● **Exercise**
Every line below that holds "baskets" must be copied.

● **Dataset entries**
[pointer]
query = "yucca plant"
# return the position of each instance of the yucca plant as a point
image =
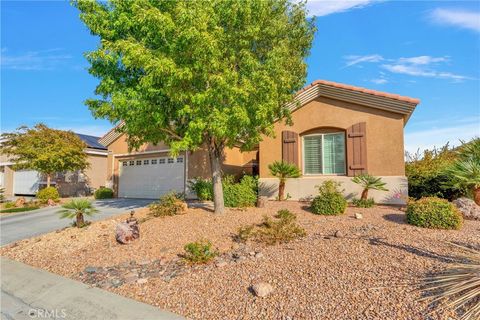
(283, 170)
(369, 182)
(77, 208)
(458, 288)
(466, 170)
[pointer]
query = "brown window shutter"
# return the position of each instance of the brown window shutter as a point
(357, 149)
(290, 147)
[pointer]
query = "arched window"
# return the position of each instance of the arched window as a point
(324, 153)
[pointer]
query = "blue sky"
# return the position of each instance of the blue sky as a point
(426, 50)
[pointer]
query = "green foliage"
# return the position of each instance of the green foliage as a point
(77, 208)
(48, 193)
(236, 194)
(330, 200)
(45, 150)
(103, 193)
(21, 209)
(368, 182)
(428, 175)
(199, 252)
(195, 73)
(241, 194)
(432, 212)
(170, 204)
(362, 203)
(203, 188)
(283, 228)
(465, 170)
(284, 170)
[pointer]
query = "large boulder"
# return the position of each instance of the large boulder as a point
(468, 208)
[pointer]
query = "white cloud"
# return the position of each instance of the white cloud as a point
(354, 59)
(34, 60)
(423, 60)
(379, 81)
(322, 7)
(439, 136)
(457, 17)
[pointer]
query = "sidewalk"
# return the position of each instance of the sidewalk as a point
(29, 293)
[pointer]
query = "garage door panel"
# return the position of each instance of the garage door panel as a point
(151, 180)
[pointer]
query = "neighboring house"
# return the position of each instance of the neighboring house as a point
(28, 182)
(338, 131)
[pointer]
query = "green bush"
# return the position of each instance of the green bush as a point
(330, 200)
(235, 194)
(48, 193)
(170, 204)
(203, 188)
(283, 228)
(103, 193)
(199, 252)
(361, 203)
(433, 212)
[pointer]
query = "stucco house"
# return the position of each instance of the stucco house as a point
(338, 131)
(28, 182)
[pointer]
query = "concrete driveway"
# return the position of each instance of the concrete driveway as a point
(37, 222)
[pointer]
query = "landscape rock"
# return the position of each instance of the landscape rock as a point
(339, 234)
(262, 289)
(468, 208)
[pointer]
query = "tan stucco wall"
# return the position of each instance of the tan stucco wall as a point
(385, 146)
(97, 172)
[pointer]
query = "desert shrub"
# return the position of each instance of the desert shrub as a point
(48, 193)
(203, 188)
(282, 228)
(169, 204)
(199, 252)
(330, 200)
(235, 194)
(432, 212)
(103, 193)
(428, 176)
(362, 203)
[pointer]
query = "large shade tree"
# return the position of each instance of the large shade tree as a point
(196, 74)
(45, 150)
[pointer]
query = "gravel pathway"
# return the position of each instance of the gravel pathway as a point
(367, 271)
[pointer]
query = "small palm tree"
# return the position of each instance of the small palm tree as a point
(283, 171)
(76, 209)
(369, 182)
(466, 170)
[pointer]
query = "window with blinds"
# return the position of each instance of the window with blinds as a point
(324, 153)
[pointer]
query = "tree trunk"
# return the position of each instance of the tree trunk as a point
(364, 194)
(281, 190)
(215, 153)
(80, 222)
(476, 195)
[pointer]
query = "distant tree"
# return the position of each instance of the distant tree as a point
(196, 74)
(44, 150)
(283, 170)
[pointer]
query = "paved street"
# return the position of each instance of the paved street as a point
(33, 223)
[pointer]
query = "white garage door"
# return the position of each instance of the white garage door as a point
(150, 178)
(26, 182)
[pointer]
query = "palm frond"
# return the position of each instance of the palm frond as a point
(458, 288)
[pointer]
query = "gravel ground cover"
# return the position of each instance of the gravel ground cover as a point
(345, 268)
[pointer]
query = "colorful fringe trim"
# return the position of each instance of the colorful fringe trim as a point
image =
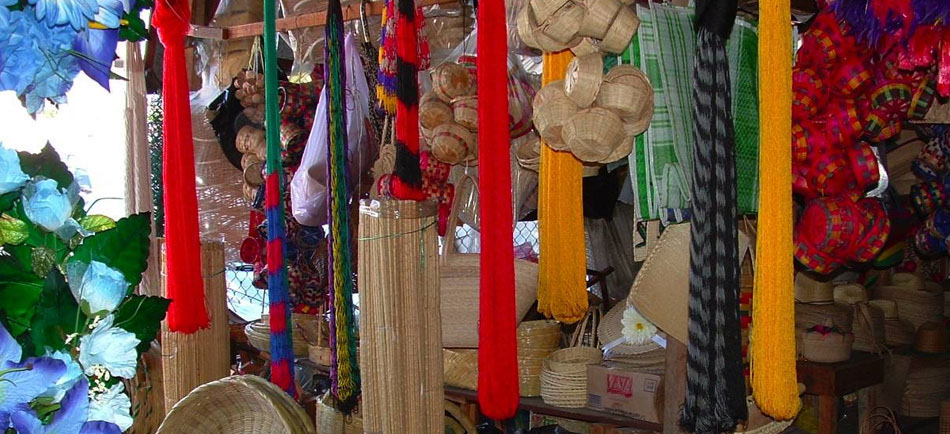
(344, 370)
(278, 294)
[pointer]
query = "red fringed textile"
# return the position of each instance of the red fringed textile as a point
(497, 348)
(185, 287)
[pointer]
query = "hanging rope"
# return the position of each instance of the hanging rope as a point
(562, 287)
(278, 294)
(715, 397)
(497, 356)
(344, 370)
(774, 384)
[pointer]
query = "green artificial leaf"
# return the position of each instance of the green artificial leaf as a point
(124, 247)
(43, 260)
(96, 223)
(142, 316)
(13, 230)
(57, 315)
(47, 164)
(19, 292)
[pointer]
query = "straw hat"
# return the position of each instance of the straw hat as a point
(809, 290)
(660, 291)
(600, 15)
(452, 143)
(931, 338)
(638, 120)
(583, 78)
(552, 110)
(621, 31)
(610, 330)
(562, 26)
(593, 133)
(851, 293)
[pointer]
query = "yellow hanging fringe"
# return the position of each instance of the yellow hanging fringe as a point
(562, 288)
(774, 384)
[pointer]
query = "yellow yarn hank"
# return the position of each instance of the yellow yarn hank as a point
(562, 286)
(774, 383)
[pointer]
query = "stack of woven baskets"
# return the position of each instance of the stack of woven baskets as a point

● **Response to this task**
query = "stack of woven baskets"
# return the position of each instance of the stack of woven baskets as a point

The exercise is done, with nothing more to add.